▸ **What is needed**
Reproduce the data starting at the line that contains "ground shown in this photo?" and ending at the end of the data, replacing every occurrence of "drop a pin on" with "place a marker on" and keeping everything else identical.

[Raw data]

_ _ _ _ _

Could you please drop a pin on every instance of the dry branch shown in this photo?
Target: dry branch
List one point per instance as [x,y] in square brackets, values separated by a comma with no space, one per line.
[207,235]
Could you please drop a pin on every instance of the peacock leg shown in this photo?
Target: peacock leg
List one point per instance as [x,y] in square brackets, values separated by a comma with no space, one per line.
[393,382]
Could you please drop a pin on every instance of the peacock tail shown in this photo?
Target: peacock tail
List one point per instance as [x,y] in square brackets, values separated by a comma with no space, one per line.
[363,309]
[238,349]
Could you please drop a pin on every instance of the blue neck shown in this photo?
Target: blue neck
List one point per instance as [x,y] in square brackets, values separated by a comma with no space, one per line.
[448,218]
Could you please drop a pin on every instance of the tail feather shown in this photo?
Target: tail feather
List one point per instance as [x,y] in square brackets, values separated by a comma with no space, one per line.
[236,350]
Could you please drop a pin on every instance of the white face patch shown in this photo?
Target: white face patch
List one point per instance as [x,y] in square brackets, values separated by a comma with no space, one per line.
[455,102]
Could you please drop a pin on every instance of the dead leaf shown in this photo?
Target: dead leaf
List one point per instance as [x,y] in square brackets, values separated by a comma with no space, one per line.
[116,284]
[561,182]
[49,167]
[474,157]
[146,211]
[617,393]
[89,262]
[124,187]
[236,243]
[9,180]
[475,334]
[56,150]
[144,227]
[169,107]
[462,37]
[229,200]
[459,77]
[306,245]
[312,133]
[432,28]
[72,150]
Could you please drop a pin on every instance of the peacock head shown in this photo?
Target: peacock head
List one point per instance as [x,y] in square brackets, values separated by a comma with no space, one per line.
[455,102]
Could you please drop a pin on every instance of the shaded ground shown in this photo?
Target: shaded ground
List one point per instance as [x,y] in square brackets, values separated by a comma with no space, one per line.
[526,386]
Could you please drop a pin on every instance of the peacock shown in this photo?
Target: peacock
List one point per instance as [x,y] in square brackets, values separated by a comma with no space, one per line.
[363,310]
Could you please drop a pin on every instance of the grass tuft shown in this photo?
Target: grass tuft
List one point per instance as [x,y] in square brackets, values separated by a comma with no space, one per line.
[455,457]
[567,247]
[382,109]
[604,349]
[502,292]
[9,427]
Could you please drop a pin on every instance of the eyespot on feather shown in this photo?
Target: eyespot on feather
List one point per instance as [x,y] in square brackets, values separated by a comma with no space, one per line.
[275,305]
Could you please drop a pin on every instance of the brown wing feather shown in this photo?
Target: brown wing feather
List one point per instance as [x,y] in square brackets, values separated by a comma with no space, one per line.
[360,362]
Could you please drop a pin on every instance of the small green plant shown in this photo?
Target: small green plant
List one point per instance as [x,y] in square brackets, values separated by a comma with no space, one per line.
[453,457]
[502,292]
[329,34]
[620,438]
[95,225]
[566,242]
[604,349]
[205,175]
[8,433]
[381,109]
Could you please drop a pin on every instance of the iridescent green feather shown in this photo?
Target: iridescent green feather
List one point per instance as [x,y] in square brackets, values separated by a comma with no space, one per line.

_ _ _ _ _

▸ **Response**
Could you please place a marker on every instance of the shaded ground shown in this photo?
Target: shaded ground
List one point per instance as [x,y] in square brackets, values separated by a comma with no space, one per line.
[526,386]
Could you please place a marker on every instance of the peacock shown in this photo?
Target: peacock
List one point per instance as [x,y] in square brackets, values separated by a comma with no space, one per line.
[363,310]
Could you please place a marker on every instance of the grass tuft shown in this photo?
Target: grass tuft
List one point per instance as [x,y] in square brackets, values separated by a comma with no space, one per line.
[455,457]
[567,247]
[382,109]
[604,349]
[502,292]
[9,427]
Could you please place a marker on every instance of the eyespot on feather shown in this photo?
Target: eyespot on feather
List one point per instance as [x,y] in square brackets, values separated by a comma with no space, one per line.
[275,305]
Could you please place a marker on every instance of the brown wing feather shown in this photo?
Target: brown wing feather
List one point per instance as [x,y] in square brackets, values separated by a comma with no space, one per line.
[360,362]
Could you please place a marker on every instance of the small green plant shown in this photo?
Target: small green plant
List one point per instance as [x,y] in square brackets, values separated by a comma with no space, one per line.
[453,457]
[502,292]
[329,34]
[620,438]
[95,225]
[566,242]
[604,349]
[205,175]
[8,433]
[381,109]
Could you please place a marker on every instance of the iridescent green feather shown in this photo?
Target: iridescent green feather
List one point per instance as [x,y] in square brackets, values separated by a comma with no space, one per line.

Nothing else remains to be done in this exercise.